BEGIN RECORD EXCERPTS

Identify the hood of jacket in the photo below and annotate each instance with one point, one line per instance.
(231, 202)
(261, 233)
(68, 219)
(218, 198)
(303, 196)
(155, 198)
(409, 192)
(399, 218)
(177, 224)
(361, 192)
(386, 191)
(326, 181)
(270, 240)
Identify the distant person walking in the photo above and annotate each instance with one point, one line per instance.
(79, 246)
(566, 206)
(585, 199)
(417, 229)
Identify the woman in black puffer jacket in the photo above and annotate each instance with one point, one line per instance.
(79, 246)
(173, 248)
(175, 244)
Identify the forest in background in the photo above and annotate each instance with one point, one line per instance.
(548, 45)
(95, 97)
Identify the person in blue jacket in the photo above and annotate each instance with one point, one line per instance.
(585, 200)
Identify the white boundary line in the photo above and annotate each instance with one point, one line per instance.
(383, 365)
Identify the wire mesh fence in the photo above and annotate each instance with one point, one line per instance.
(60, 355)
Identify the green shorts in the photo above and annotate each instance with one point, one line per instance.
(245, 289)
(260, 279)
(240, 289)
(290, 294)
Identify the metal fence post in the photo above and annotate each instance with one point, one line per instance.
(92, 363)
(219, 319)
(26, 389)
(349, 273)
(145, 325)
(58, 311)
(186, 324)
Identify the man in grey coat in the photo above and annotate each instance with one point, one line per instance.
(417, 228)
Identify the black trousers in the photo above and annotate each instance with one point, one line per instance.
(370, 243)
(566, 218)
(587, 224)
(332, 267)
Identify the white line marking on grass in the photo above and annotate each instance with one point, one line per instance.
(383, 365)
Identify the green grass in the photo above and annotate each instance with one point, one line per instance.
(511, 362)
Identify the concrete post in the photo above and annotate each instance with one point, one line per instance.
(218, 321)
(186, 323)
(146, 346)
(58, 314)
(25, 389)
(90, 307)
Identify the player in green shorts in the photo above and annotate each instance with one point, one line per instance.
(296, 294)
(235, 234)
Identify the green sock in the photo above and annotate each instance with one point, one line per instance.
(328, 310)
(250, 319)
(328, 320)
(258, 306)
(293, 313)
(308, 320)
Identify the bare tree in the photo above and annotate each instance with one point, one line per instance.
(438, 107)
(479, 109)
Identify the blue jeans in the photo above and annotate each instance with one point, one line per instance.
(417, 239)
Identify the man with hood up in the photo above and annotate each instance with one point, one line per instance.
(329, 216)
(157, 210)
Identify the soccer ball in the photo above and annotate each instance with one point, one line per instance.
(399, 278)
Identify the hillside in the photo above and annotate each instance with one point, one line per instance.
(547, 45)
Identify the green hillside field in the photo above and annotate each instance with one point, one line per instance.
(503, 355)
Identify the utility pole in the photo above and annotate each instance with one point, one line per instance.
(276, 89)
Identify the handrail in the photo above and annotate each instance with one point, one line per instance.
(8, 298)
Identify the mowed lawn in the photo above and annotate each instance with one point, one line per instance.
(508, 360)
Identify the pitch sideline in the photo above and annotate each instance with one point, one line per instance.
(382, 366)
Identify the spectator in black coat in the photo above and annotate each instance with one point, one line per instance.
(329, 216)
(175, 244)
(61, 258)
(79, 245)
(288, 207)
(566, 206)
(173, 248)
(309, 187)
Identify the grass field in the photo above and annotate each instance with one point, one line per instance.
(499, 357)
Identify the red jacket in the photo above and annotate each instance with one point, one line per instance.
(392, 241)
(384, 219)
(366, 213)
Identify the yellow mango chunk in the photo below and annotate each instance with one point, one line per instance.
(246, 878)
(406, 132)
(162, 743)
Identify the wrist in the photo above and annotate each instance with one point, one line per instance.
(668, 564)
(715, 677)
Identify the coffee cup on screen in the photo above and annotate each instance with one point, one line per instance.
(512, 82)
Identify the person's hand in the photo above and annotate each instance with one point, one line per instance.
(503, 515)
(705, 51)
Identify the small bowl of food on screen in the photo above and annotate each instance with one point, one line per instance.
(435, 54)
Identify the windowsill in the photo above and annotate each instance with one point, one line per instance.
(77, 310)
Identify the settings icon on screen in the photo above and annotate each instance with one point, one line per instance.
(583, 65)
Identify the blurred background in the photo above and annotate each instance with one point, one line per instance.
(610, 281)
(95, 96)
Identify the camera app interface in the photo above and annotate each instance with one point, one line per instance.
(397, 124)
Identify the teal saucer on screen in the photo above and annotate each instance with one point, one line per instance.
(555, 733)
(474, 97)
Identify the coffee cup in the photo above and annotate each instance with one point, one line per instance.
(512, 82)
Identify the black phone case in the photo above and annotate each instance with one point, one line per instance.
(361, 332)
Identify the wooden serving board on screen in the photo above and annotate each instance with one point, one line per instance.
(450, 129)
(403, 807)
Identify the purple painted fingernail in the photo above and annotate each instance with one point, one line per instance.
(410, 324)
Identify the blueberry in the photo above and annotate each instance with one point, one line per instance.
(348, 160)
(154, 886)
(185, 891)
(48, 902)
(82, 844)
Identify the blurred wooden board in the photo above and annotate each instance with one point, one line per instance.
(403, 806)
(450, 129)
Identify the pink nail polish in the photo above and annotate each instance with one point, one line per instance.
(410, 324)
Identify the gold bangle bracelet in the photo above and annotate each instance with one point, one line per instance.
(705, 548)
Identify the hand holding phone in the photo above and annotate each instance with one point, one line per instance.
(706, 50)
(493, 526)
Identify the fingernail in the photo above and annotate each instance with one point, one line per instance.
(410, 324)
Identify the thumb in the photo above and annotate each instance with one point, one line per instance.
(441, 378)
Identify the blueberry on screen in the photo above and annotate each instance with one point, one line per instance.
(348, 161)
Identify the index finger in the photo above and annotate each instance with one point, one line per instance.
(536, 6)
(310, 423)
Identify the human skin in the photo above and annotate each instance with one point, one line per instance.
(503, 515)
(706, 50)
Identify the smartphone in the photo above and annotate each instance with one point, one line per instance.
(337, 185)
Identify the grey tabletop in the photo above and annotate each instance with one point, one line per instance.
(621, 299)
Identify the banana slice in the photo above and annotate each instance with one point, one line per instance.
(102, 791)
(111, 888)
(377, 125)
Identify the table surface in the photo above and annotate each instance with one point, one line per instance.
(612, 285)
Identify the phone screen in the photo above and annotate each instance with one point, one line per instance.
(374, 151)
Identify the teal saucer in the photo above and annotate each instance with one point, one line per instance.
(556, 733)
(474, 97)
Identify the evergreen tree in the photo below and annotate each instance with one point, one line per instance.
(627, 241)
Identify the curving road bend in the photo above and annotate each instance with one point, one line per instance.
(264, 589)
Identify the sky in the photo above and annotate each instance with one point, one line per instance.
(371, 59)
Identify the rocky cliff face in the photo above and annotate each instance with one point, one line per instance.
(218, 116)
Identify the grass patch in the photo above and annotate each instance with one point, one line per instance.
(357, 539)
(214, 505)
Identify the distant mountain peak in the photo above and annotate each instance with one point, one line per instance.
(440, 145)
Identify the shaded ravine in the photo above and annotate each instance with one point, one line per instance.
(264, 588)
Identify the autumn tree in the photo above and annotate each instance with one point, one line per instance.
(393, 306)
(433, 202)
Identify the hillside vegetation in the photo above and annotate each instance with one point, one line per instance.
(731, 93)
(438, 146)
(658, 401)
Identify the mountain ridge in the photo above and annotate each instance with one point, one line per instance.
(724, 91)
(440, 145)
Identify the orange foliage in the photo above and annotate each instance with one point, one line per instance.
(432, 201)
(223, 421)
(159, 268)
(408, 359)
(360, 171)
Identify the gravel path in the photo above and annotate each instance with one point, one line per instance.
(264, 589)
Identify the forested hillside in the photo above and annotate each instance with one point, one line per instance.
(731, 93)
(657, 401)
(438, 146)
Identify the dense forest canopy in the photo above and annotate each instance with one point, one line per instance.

END RECORD EXCERPTS

THE TASK: When you answer, return the records above exactly as they stand.

YOUR SOLUTION:
Identify the hood of jacket in the photo below and annotate each instance with one point, one line per instance.
(231, 202)
(261, 233)
(68, 219)
(218, 198)
(303, 196)
(155, 198)
(409, 192)
(399, 218)
(177, 224)
(361, 192)
(386, 191)
(326, 181)
(270, 240)
Identify the distant person walking in the photo above and annotate each instance with one point, one line per instance.
(79, 246)
(566, 206)
(585, 199)
(417, 229)
Identify the woman in black puffer jacket in the photo above and annotate each instance with one point, one line per instance.
(79, 246)
(173, 248)
(175, 244)
Identify the forest in background in the photo above and annotate each instance with one point, one line per instance.
(548, 45)
(95, 97)
Identify the person in blue jacket in the photo above and annotate each instance with one point, one line per instance.
(585, 200)
Identify the white boundary line in the photo above and annotate each instance with one point, one line per instance.
(383, 365)
Identify the wire mesh fence in the photo above and annotate each instance with one point, one line per instance.
(60, 355)
Identify the green shorts in the photo above and annotate each instance with one point, one line per instance.
(245, 289)
(260, 279)
(240, 289)
(290, 294)
Identify the metal fence post in the photo above and annotate each instance with one point, one line per instance.
(92, 363)
(219, 319)
(26, 389)
(349, 273)
(145, 325)
(58, 311)
(186, 324)
Identify the man in grey coat in the photo above and annotate each instance with one point, one line per instance.
(417, 228)
Identify the black trousers in the photo above and annotate each instance with one point, one line per instance.
(370, 243)
(566, 218)
(587, 224)
(332, 267)
Identify the white line marking on grass in the photo above and annotate each instance with one point, one line per instance.
(383, 365)
Identify the green grass in the photo above and annotate each instance with one point, one line per instance.
(511, 362)
Identify the concrete post in the photo above and annotate each instance with one point, one line per instance.
(218, 321)
(186, 323)
(146, 346)
(58, 314)
(25, 389)
(90, 307)
Identify the player in green shorts in the photo above and annotate each instance with one point, one line per instance.
(296, 294)
(235, 234)
Identify the green sock in the photo above and annotate each instance with one point, one line per instance.
(328, 310)
(250, 319)
(328, 320)
(258, 306)
(293, 313)
(308, 320)
Identify the bare tree in the photo above and annotate each instance with one point, one line per instance.
(438, 107)
(479, 109)
Identify the blue jeans in the photo above and annotate each instance with one point, one line per instance.
(417, 239)
Identify the man with hood up in the photo above and annotate each instance with one point, one line per instance.
(329, 216)
(157, 210)
Identify the soccer ball in the photo above and annotate each instance with one point, one line per instance.
(399, 278)
Identify the hillside in the photo above and annotate each instance with one point, one line per instance.
(547, 45)
Identify the green hillside field in the photo above and annotate each instance with one point, one line per instance.
(503, 355)
Identify the utility pole in the photo above and annotate each instance with one point, one line per instance.
(276, 89)
Identify the handrail in the photo above and annotate each instance with one point, one line per instance.
(8, 298)
Identify the mowed lawn in the photo above and annotate each instance with one point, one line per instance.
(508, 360)
Identify the pitch sideline in the photo above and annotate each instance with one point, one line per instance.
(382, 366)
Identify the spectator in black coat in the photo above and annotate each instance with one point, one line per instance.
(329, 216)
(175, 244)
(61, 258)
(79, 245)
(288, 207)
(566, 206)
(173, 248)
(309, 187)
Identify the grass field in the photo above and annotate each instance with one point, one line per instance.
(499, 357)
Identify the red jacket in the photo above and annotate each instance with one point, one line per instance.
(392, 241)
(384, 219)
(366, 213)
Identify the yellow mango chunk in the photo below and annotate each instance with one point, one line per instance.
(246, 878)
(406, 132)
(162, 743)
Identify the wrist in the photo above and annotate each instance with one point, one line per instance.
(668, 564)
(715, 677)
Identify the coffee cup on screen in the photo above and annotate each instance with one point, one line per instance.
(512, 82)
Identify the person's hand in the photo above and annotate each instance with one point, one line per instance.
(503, 515)
(705, 51)
Identify the small bowl of food on screen in the photo above and annotate each instance with one point, one line per instance.
(435, 54)
Identify the windowsill in the photo above and annotate each instance with one point, one line per instance.
(77, 310)
Identify the settings icon on screen in the photo above and annotate each instance with one point, one line per instance.
(583, 65)
Identify the blurred background in the photo above and annotate each instance with one point, one line per instance.
(610, 281)
(95, 96)
Identify the camera app interface in the photo above and annotate each instance with one point, one line per instance.
(397, 124)
Identify the teal saucer on screen in the photo above and annotate each instance with one point, one line per instance.
(555, 733)
(474, 97)
Identify the coffee cup in the photo above and annotate each instance with one point, one line per instance.
(512, 82)
Identify the black phone case in the photo above and annotate each instance with one point, one line per instance.
(361, 332)
Identify the wooden serving board on screen in the photo above and annotate each instance with one point, one line per instance.
(450, 129)
(403, 807)
Identify the purple painted fingernail in the photo above and annotate each instance with one point, one line per instance.
(410, 324)
Identify the blueberry in the photo above and annotate each instance with one point, one line per instance.
(348, 160)
(154, 886)
(185, 891)
(48, 902)
(82, 844)
Identify the blurred wooden board in the photo above and annotate each instance with one point, one line per instance.
(403, 806)
(450, 129)
Identify the pink nail polish in the photo above and annotate each instance with one point, one line per instance.
(410, 324)
Identify the gold bangle bracelet in the photo above and annotate each instance with one point, one line per instance.
(705, 548)
Identify the hand holding phone in the photo above and annotate each instance with one point, one line per instance.
(706, 50)
(493, 526)
Identify the fingernail in the photo above and annotate each instance with one point, one line per instance.
(410, 324)
Identify the thumb in the photo above and annotate each instance with one point, one line per instance.
(441, 378)
Identify the blueberry on screen in the photo above and annotate each instance with one point, one line per instance.
(348, 161)
Identify the index finger in the photo above and annotate each instance with one point, one line per instance.
(536, 6)
(310, 423)
Identify the human skin in the photo above and annotate each instance with one point, one line per instance.
(503, 515)
(706, 50)
Identify the smartphone in the photo above and annotate each instance with one point, one line per instance.
(337, 185)
Identify the grey tabletop in the photo above and annotate each instance with one point, one line per instance.
(621, 299)
Identify the banana slice in the photo above and annotate each instance with one point, one line per instance.
(102, 791)
(111, 888)
(377, 125)
Identify the table surface in the photo above and annotate each instance with one point, one line per instance.
(612, 285)
Identify the phone screen in the photo above and annotate each instance with one point, one line per instance.
(374, 151)
Identify the teal saucer in the photo above and annotate each instance with one point, one line per instance.
(556, 733)
(474, 97)
Identify the evergreen tree in the photo below and annotate each instance with one point, one line per instance.
(627, 241)
Identify the curving road bend in the photo above and annotate each instance with one point, one line per instance.
(264, 589)
Identify the sky in the photo above and annotate each instance with one point, one line per instance.
(371, 59)
Identify the rocky cliff face in the photo above and annotate each instance with one point, one line per instance.
(218, 116)
Identify the grass patch in the photo above and annotate each instance with one point, one line per instance.
(357, 539)
(214, 505)
Identify the distant mountain peak in the photo above and annotate each instance with one point, one line per instance.
(440, 145)
Identify the shaded ravine in the photo above and annotate each instance with one point, one line per instance.
(264, 588)
Identify the autumn tree in the photo above and annotate each instance with one point, one line per instance.
(393, 306)
(433, 202)
Identify the hillside vegetation in the photo above and annotate each instance with one point, one line per instance.
(731, 93)
(438, 146)
(658, 401)
Identify the mountain ridge in the photo above and annotate each instance with one point, one line per instance.
(724, 91)
(440, 145)
Identify the orange foliage in the photo above and annotate each instance with one point, one line per instance.
(432, 201)
(223, 421)
(159, 268)
(408, 359)
(360, 171)
Identify the gravel path in the photo above and annotate each instance with one point, one line per instance.
(264, 589)
Identify the forested hillside in the photo above and annotate each instance with one point, one line per instance.
(731, 93)
(657, 401)
(438, 146)
Identify the dense forest canopy in the photo above and annotate each instance with one point, one line per instance.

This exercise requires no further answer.